**PROBLEM DETAILS:** Return each entry exactly, omitting nothing.

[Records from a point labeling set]
▼
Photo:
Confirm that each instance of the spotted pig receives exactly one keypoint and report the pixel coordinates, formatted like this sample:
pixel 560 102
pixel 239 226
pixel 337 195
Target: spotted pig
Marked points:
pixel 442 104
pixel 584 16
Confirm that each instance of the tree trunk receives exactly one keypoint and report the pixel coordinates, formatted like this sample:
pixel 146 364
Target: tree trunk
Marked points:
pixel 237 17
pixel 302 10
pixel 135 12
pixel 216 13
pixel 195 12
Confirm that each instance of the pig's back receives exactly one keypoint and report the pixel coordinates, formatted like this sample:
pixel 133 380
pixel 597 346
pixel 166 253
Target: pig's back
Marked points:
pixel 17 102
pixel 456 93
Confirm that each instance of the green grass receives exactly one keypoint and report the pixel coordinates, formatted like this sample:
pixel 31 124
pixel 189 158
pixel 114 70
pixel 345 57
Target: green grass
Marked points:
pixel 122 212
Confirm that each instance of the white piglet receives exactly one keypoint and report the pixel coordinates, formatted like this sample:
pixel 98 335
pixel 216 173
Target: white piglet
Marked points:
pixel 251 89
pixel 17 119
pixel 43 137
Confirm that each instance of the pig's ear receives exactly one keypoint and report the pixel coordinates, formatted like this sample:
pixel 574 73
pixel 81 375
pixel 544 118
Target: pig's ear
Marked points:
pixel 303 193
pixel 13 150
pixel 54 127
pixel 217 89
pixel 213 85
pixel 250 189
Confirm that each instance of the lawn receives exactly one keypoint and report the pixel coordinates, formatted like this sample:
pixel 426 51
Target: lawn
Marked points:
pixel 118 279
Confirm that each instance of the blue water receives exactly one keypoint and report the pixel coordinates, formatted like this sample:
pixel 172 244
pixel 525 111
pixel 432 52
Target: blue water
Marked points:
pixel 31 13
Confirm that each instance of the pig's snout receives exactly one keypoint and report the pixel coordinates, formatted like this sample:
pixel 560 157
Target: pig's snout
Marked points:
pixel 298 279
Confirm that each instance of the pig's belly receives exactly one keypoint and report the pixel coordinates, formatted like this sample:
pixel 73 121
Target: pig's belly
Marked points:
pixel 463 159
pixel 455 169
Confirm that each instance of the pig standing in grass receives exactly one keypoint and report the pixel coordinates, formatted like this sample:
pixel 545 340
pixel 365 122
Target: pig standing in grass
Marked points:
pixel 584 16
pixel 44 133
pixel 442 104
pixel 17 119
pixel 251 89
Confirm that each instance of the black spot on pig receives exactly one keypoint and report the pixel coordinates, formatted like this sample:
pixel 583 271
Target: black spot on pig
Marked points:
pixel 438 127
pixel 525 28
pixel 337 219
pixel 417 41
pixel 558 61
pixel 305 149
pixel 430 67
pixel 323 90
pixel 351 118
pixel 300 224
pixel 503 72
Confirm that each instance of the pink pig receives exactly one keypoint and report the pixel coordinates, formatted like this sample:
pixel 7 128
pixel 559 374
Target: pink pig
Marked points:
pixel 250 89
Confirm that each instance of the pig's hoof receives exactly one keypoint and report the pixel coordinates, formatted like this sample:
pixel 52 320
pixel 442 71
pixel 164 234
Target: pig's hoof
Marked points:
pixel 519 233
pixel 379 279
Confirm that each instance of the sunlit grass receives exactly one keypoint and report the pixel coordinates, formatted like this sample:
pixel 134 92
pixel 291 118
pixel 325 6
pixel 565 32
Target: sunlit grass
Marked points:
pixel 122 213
▲
**ANSWER TO THE TASK:**
Photo:
Confirm that each instance of the spotted pig receives exactly one keypoint and report the pixel coordinates, formatted like this sample:
pixel 560 102
pixel 239 226
pixel 337 195
Target: spotted pig
Marked points:
pixel 442 104
pixel 584 16
Confirm that each instance of the tree trunk receives exactly one keypoint and report the pixel coordinates, formatted like this sample:
pixel 146 364
Target: tree trunk
Marked points:
pixel 237 17
pixel 302 10
pixel 135 12
pixel 216 13
pixel 195 12
Confirm that each instance of the pig's back receives exactly one keypoint and report the pixel coordinates, formatted like this sample:
pixel 133 380
pixel 597 346
pixel 166 253
Target: pig's back
Marked points:
pixel 17 102
pixel 456 93
Confirm that each instance of the green grass receives exactly one keypoint and report the pixel coordinates, formatted like this sample:
pixel 31 124
pixel 189 158
pixel 114 70
pixel 345 57
Target: green grass
Marked points:
pixel 122 212
Confirm that each instance of the white piglet receives exactly one keypoint and report the pixel coordinates, formatted like this sample:
pixel 98 335
pixel 216 173
Target: white piglet
Marked points:
pixel 251 89
pixel 17 119
pixel 43 137
Confirm that each instance of the pig's ear receives exactly one keypoint and report the pixel coordinates, formatted like this sample:
pixel 574 73
pixel 81 375
pixel 544 118
Target: pig's ear
Marked points:
pixel 303 193
pixel 13 150
pixel 54 127
pixel 217 89
pixel 213 85
pixel 250 189
Confirm that each instance of the lawn receives exactly one keypoint and report the pixel coordinates, formatted like this sample:
pixel 426 51
Target: lawn
Marked points:
pixel 118 279
Confirm that each instance of the blue water receives exactly one keypoint and report the pixel coordinates, formatted like this sample:
pixel 172 244
pixel 525 111
pixel 432 52
Target: blue water
Marked points:
pixel 31 13
Confirm that each instance of the pig's snout receives exactly one keypoint and report the pixel coordinates, formatted like this sample:
pixel 560 157
Target: pig's snout
Marked points:
pixel 298 279
Confirm that each instance of the pig's belly receives exactly one keypoint and report the pixel coordinates, formatted like this sample:
pixel 73 121
Target: pig's belly
Marked points:
pixel 463 159
pixel 455 169
Confirm that each instance of the pig standing in grass receives exactly one keypoint and report the pixel coordinates, formatted like this sample:
pixel 545 340
pixel 365 122
Target: pig standing in grass
Marked points:
pixel 584 16
pixel 44 133
pixel 442 104
pixel 17 119
pixel 251 89
Confirm that each instance of the black spot on pig receives exactly one keypoint and report the pixel coordinates, formatted like this sample:
pixel 583 271
Target: black spot on pig
Marked points:
pixel 438 127
pixel 525 28
pixel 337 219
pixel 417 41
pixel 558 61
pixel 305 149
pixel 430 67
pixel 323 90
pixel 351 118
pixel 300 224
pixel 503 72
Confirm that each instance of the pink pig receives exactly one keypoint and report the pixel coordinates, formatted like this sample:
pixel 7 128
pixel 559 374
Target: pink pig
Marked points:
pixel 250 89
Confirm that each instance of the pig's hoof receives exactly one keypoint and report the pixel coordinates, formatted like this sample:
pixel 52 320
pixel 442 71
pixel 164 234
Target: pig's hoof
Marked points:
pixel 519 233
pixel 379 279
Confirm that each instance of the sunlit grass receives exactly one keypoint and report the pixel coordinates, formatted like this sample:
pixel 134 92
pixel 291 118
pixel 325 6
pixel 565 32
Target: sunlit grass
Marked points:
pixel 122 213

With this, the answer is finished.